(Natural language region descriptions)
=== Begin Enclosure ===
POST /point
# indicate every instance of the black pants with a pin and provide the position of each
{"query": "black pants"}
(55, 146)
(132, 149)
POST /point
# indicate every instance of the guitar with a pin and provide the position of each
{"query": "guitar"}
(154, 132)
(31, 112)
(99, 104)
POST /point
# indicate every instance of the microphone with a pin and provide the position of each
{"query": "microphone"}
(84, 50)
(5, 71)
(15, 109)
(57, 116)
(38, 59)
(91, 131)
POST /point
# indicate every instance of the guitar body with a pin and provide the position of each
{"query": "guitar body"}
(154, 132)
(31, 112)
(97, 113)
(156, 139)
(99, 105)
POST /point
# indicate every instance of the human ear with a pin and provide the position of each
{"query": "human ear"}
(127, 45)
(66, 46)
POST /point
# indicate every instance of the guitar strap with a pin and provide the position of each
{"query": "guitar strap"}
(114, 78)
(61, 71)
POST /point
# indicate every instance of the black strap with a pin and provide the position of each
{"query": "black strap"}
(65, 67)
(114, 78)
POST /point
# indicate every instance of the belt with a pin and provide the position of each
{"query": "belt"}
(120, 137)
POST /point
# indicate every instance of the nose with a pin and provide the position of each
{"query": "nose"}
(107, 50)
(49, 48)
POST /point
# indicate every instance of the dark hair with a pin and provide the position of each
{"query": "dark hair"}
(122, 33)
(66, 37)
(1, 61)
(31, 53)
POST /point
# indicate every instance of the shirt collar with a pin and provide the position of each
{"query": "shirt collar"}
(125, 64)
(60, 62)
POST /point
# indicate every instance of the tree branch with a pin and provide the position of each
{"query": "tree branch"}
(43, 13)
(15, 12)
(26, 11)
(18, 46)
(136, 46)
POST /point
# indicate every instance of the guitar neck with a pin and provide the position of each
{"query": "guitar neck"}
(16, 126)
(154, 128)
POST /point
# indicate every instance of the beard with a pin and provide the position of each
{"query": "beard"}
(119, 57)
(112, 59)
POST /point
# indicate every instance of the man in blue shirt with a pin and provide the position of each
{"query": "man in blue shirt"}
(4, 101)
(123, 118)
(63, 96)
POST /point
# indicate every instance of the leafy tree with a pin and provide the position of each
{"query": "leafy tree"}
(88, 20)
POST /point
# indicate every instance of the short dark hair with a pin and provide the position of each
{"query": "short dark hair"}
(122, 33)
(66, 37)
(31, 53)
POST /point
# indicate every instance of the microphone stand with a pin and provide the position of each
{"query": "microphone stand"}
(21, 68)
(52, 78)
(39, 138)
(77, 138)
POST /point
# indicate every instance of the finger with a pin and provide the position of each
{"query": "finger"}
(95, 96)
=== End Enclosure ===
Exercise aim: Please reproduce all of the records exactly as they stand.

Exercise solution:
POST /point
# indicate every instance of the black pants with a pin and provide the position of each
{"query": "black pants"}
(55, 146)
(132, 149)
POST /point
# indicate every instance of the guitar with a pin and provide the position of each
{"query": "guitar"}
(154, 132)
(31, 112)
(99, 104)
POST /point
# indicate every instance of the microphone with a pin and provide the position of each
{"query": "microphone"}
(84, 50)
(5, 71)
(15, 109)
(57, 116)
(38, 59)
(91, 131)
POST /point
# indicate every instance of the guitar body with a pin and provide the position of each
{"query": "guitar body"}
(154, 132)
(31, 112)
(97, 113)
(156, 139)
(99, 105)
POST /point
# indicate every instance of the human ear with a pin and provide the position of each
{"query": "human ear"}
(127, 45)
(66, 46)
POST /point
# indicate every instance of the guitar strap with a pin and provide the position of each
{"query": "guitar strap"}
(114, 78)
(61, 71)
POST /point
# indicate every instance of the black strap with a pin and provide the position of each
{"query": "black strap"}
(65, 67)
(114, 78)
POST /point
# indicate every instance of the belt with a pin and provide the position of each
{"query": "belt"}
(120, 137)
POST /point
# indicate every instance of the nose with a pin and provide the position of each
{"query": "nose"}
(107, 50)
(49, 48)
POST /point
# indicate every instance of the dark hair with a pin and provide the position of each
{"query": "dark hair"}
(122, 33)
(66, 37)
(1, 61)
(31, 53)
POST /point
# indicate every instance of the shirt collar with a pin and provide the position of each
{"query": "shirt collar"}
(125, 64)
(60, 62)
POST /point
# indicate every instance of the tree branch with a pin and provide the position of each
{"query": "tree branch"}
(43, 13)
(15, 12)
(26, 11)
(18, 46)
(136, 46)
POST /point
# indicate every instance of the guitar neck with a pin and provide the position of each
{"query": "guitar neck"}
(16, 126)
(154, 128)
POST /point
# indicate every instance of the beard with a pin and provide the position of each
{"query": "beard"}
(119, 57)
(112, 59)
POST /point
# indicate every instance of the man in blue shirt with a pin and provide the position of each
{"query": "man in blue shirt"}
(4, 101)
(123, 118)
(63, 96)
POST /point
# indicate every instance of the leafy tree with a pin and provide the position of each
{"query": "leafy tree"}
(88, 20)
POST /point
# indicate every instance of the short dark hair with a pin and provide the position of each
{"query": "short dark hair"}
(122, 33)
(66, 37)
(31, 53)
POST /point
# indicate every instance of the microphone stand with a pin and provide the position of each
{"query": "microphone stand"}
(21, 68)
(52, 78)
(39, 138)
(77, 138)
POST /point
# indicate every instance of the finger with a pin and provide the position of each
{"query": "finger"}
(95, 96)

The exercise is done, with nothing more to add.